** start of PROVIDED PASSAGE **

US5620341A

US5620341A - ESD and EMI protected ethernet LAN tap

Info

Publication number: US5620341A
Application number: US08/415,891
Authority: US
Inventors: Ping Peng; Paul J. Anastasio; Nilesh B. Pathak
Original assignee: Whitaker LLC
Current assignee: Spectrum Control Inc
Priority date: 1995-04-03
Filing date: 1995-04-03
Publication date: 1997-04-15
Anticipated expiration: 2015-04-03

Abstract

A tap connector (12) for a coaxial cable to provide signal and signal ground connection to a transceiver. The connector (12) includes a shunt subassembly (54) which provides a low impedance pathway for EMI and ESD from the signal ground to earth ground on the transceiver. The shunt subassembly includes a grounding strap (56) connected to a the signal ground, a chip capacitor (68), a circuit board (62), and a screw (78) to connect to earth ground on the transceiver (14).

Description

FIELD OF THE INVENTION

The invention relates to a capacitive ground coupling for an Ethernet tap connector.

BACKGROUND OF THE INVENTION

Local area network (LAN) is a collection of hardware and software that connects individual PCs and workstations together for resourcing, sharing, messaging services and work group computing. A type of basic LAN interfaced design is the Ethernet. The Ethernet typically uses a base band or a broad band transmission. The base band transmission carries a single digital signal at data rates as high as 100 megabytes per second. Data is placed directly on the media without modulation and only one signal is allowed on the cable at a time. Broad band transmission carries multiple data channels. It requires a large band width or operating frequency range in order to allow many carrier frequencies on one cable.

One type of Ethernet is the Thicknet Ethernet or 10BASE5. This version is a coaxial cable which carries baseband signaling. The cable is grounded only once every 500 meters to prevent ground loops. A tap is connected to the Ethernet thick coaxial cable to provide electrical connection to a transceiver which in turn provides signal to a network device. A typical tap connector provides both signal and signal ground connections to the transceiver, however, the signal ground is not grounded to earth ground.

Because there is such a large distance between grounding points, electrostatic discharge (ESD) and common electromagnetic interference (EMI) are two potential problems which can exist between the grounding points. It is necessary to protect taps which are remote from the grounding point from the ESD and common mode EMI.

U.S. Pat. No. 5,221,216 shows a typical connector for a coaxial connector which is capacitively coupled to ground. The signal ground of the coaxial connector is connected to a shell on the conductor. A around contact having resilient arms is secured to the ground on the circuit board. The resilient arms are used to secure a chip capacitor between the ground shell and the ground contact thereby forming a shunt pathway for EMI and ESD which is on the signal ground of the coaxial connector. without actually forming an electrical connection between the signal ground and the earth ground.

It would be desirable to provide a tap connector in which the signal ground is capacitively coupled to earth ground.

** end of PROVIDED PASSAGE **
** start of DATA SEGMENT **

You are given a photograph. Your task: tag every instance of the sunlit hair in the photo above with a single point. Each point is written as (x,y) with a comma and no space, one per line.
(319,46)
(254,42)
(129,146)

** end of DATA SEGMENT **

■ SET PROBLEM A: List every part that the LAN tap patent says the shunt subassembly includes.
■ SET PROBLEM B:
Say whether each statement agrees with the LAN tap patent. Give yes or no for each, and quote the words that decide it.
(i) The Thicknet Ethernet cable is grounded once every 500 meters.
(ii) Broad band transmission carries only a single data channel.
(iii) The current assignee is Whitaker LLC.
■ SET PROBLEM C: Duplicate the part of the LAN tap patent that begins at the words "U.S. Pat. No." and stops after "coupled to earth ground.".

■ REPLY A:
- grounding strap (56)
- chip capacitor (68)
- circuit board (62)
- screw (78)

■ REPLY B:
(i) Yes: "The cable is grounded only once every 500 meters to prevent ground loops."
(ii) No: "Broad band transmission carries multiple data channels."
(iii) No: "Current assignee: Spectrum Control Inc"

■ REPLY C:
U.S. Pat. No. 5,221,216 shows a typical connector for a coaxial connector which is capacitively coupled to ground. The signal ground of the coaxial connector is connected to a shell on the conductor. A around contact having resilient arms is secured to the ground on the circuit board. The resilient arms are used to secure a chip capacitor between the ground shell and the ground contact thereby forming a shunt pathway for EMI and ESD which is on the signal ground of the coaxial connector. without actually forming an electrical connection between the signal ground and the earth ground.

It would be desirable to provide a tap connector in which the signal ground is capacitively coupled to earth ground.